Criteri di ripartizione della pensione di reversibilità tra ex coniuge divorziato e coniuge superstite

28 Aprile 2025

Nel caso in cui l'ex coniuge e il coniuge superstite siano entrambi idonei a ricevere la pensione di reversibilità dal marito defunto, la quota assegnata a ciascuno dovrebbe essere determinata non solo in base alla durata del matrimonio, ma anche considerando la solidarietà dell'istituto.

Massima

Ove l’ex coniuge e il coniuge superstite abbiano entrambi i requisiti per percepire la pensione di reversibilità del marito defunto, la determinazione della quota spettante a ciascuno di essi deve essere effettuata, oltre che sulla base del criterio legale della durata dei matrimoni, altresì ponderando ulteriori elementi correlati alla finalità solidaristica dell’istituto e individuati dalla giurisprudenza, quali l’entità dell’assegno riconosciuto al coniuge divorziato, le condizione economiche di entrambi e l’eventuale convivenza prematrimoniale.

COMPLETA QUANTO SEGUE:
(1) Ricopia il passo del testo sulla pensione di reversibilità da "Nel caso in" a "l’eventuale convivenza prematrimoniale.".
(2) Nella massima sulla pensione di reversibilità, qual è il criterio legale per determinare la quota spettante a ciascun coniuge?
(3) Secondo la massima sulla pensione di reversibilità, quali sono tutti gli ulteriori elementi da ponderare, individuati dalla giurisprudenza?

MATERIALE FORNITO:
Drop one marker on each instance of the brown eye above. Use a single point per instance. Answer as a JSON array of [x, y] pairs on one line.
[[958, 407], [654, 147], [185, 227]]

RISULTATI PER COMPITO:
(1)
Nel caso in cui l'ex coniuge e il coniuge superstite siano entrambi idonei a ricevere la pensione di reversibilità dal marito defunto, la quota assegnata a ciascuno dovrebbe essere determinata non solo in base alla durata del matrimonio, ma anche considerando la solidarietà dell'istituto.

Massima

Ove l’ex coniuge e il coniuge superstite abbiano entrambi i requisiti per percepire la pensione di reversibilità del marito defunto, la determinazione della quota spettante a ciascuno di essi deve essere effettuata, oltre che sulla base del criterio legale della durata dei matrimoni, altresì ponderando ulteriori elementi correlati alla finalità solidaristica dell’istituto e individuati dalla giurisprudenza, quali l’entità dell’assegno riconosciuto al coniuge divorziato, le condizione economiche di entrambi e l’eventuale convivenza prematrimoniale.

(2) La durata dei matrimoni.

(3)
- l'entità dell'assegno riconosciuto al coniuge divorziato
- le condizioni economiche di entrambi
- l'eventuale convivenza prematrimoniale